------ Passage à étudier

Le communisme de marché

Le jeudi 2 décembre 1999.

Après treize ans de candidature infructueuse, la Chine est en passe d’adhérer à l’OMC, l’Organisation Mondiale du Commerce qui à pris la suite le 1er janvier 1995 du GATT ­ l’Accord Général sur les tarifs douaniers, né au lendemain de la deuxième guerre mondiale à l’initiative des États-Unis ­ et dont le champ d’application dépassé le simple commerce des marchandises initial, pour s’étendre aussi aux biens et aux services ainsi qu’aux droits de la propriété intellectuelle ; bref tout échange est désormais marchandisé.

Ce 15 novembre après cinq jours d’intenses tractations menées à Pékin, un accord bilatéral a en effet été signé entre négociateurs chinois et américains. Au terme de cet accord, la Chine s’engage a abaisser le niveau moyen de ses droits de douane de 22 a 17 %, avec des baisses spectaculaires dans certains secteurs, comme l’automobile qui passera en cinq ans de 100 % a 25 %, et le secteur agricole, domaine sensible s’il en est puisque la paysannerie est encore majoritaire dans le pays et est un des piliers sur lesquels s’appuie le régime communiste pour avoir été la première bénéficiaire des réformes économiques lancées il y a vingt ans par Deng Xiaoping, est également concerné.

Rien ne résiste à la libéralisation de l’économie

la Chine va aussi ouvrir au capital étranger des secteurs stratégiques comme les télécommunications, avec prise de participation à terme jusqu’à 50 %, et les banques étrangères vont pouvoir prêter à leurs clients chinois en utilisant la monnaie locale, le renminbi. Les exportateurs américains pourront organiser leurs propres circuits de distribution, et dans le domaine de la culture le quota de films passera de 10 a 20. En échange, les États-Unis acceptent de supprimer à terme les quotas d’importation de textile chinois. Même si ce dernier point risque d’entraîner une crise de l’industrie textile américaine, et donc des emplois qui y sont liés, les américains espèrent tirer des concessions chinoises une baisse notable de l’énorme déficit de leur balance des paiements puisque les exportations chinoises se montent à 244 milliards de francs par an contre 109 milliards de francs d’importations, soit un déficit américain de 135 milliards de francs !

Pour autant la Chine n’a franchi qu’une étape en vue de l’adhésion a l’OMC, même si c’est la plus importante. Il faut maintenant que le Congrès américain entérine l’accord d’ici le 15 janvier 2000, et c’est loin d’être certain compte tenu de la tradition d’isolationnisme des républicains qui sont majoritaires et ont l’œil fixé sur la prochaine élection présidentielle prévue en novembre 2000. Il faudra ensuite que la Chine signe d’autres accords bilatéraux, notamment avec l’Union Européenne, actuellement premier exportateur dans le commercial mondial, dont les intérêts ne correspondent pas forcément avec ceux des américains, même si d’après un porte-parole de la Commission de Bruxelles « 80 % des objectifs de l’Union européenne, dans ses négociations avec la Chine, sont communs avec ceux des États-Unis ». Mais une fois de plus ces derniers jouent leur jeu très personnel, et l’accord ne dit mot ni sur la question des droits de l’homme ni sur les normes sociales, alors que l’un des attraits justement du marché chinois, c’est cette main-d’œuvre quasi-inépuisable qui se déverse à flots continus des campagnes sur le marché du travail, taillable et corvéable à merci puisque toute expression autonome des travailleurs est absolument interdite par le régime communiste qui continue à s’en prétendre l’émanation, situation schizophrénique de plus en plus inconciliable d’ailleurs avec la réalité sur le terrain. Sans omettre le faible coût de cette main-d’œuvre puisque le P.I.B. chinois par habitant est seulement de 5 000 FF.

------------
------ Données extraites

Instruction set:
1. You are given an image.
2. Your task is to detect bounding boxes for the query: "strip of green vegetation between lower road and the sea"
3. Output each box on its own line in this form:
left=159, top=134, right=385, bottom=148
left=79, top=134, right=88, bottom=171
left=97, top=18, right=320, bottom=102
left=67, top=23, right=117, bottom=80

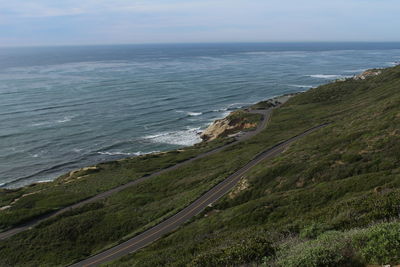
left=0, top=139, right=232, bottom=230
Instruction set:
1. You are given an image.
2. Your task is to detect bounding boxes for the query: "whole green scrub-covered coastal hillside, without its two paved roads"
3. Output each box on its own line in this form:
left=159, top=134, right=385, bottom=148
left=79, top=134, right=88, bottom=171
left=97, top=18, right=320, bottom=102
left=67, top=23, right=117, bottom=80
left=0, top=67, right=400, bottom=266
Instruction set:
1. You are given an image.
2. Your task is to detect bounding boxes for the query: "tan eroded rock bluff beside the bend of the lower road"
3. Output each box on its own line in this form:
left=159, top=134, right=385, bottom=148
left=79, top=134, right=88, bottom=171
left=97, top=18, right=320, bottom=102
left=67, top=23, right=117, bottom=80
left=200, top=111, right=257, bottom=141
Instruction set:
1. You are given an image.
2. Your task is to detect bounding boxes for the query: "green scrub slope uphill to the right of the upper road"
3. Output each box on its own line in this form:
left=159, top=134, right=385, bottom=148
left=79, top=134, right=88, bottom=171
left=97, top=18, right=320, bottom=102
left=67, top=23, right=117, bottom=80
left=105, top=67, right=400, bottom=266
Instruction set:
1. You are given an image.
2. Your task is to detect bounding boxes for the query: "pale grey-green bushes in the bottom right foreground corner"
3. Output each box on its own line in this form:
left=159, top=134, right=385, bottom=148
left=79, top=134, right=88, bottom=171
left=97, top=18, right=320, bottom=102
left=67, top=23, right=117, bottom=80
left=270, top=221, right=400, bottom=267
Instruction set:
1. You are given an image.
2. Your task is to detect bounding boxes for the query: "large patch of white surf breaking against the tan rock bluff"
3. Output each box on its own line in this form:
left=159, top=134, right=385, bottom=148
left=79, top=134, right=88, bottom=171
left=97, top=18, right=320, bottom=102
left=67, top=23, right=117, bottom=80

------------

→ **Tâches à réaliser**
(A) Selon le texte sur la Chine et l'OMC, de combien à combien la Chine s'engage-t-elle à abaisser le niveau moyen de ses droits de douane ?
(B) Relevez toutes les dates du calendrier (jour, mois ou année) que mentionne le texte sur la Chine et l'OMC.

→ **Réponses aux tâches**
(A) De 22 à 17 %.

(B)
- Le jeudi 2 décembre 1999
- Le 1er janvier 1995
- Le 15 novembre
- Le 15 janvier 2000
- Novembre 2000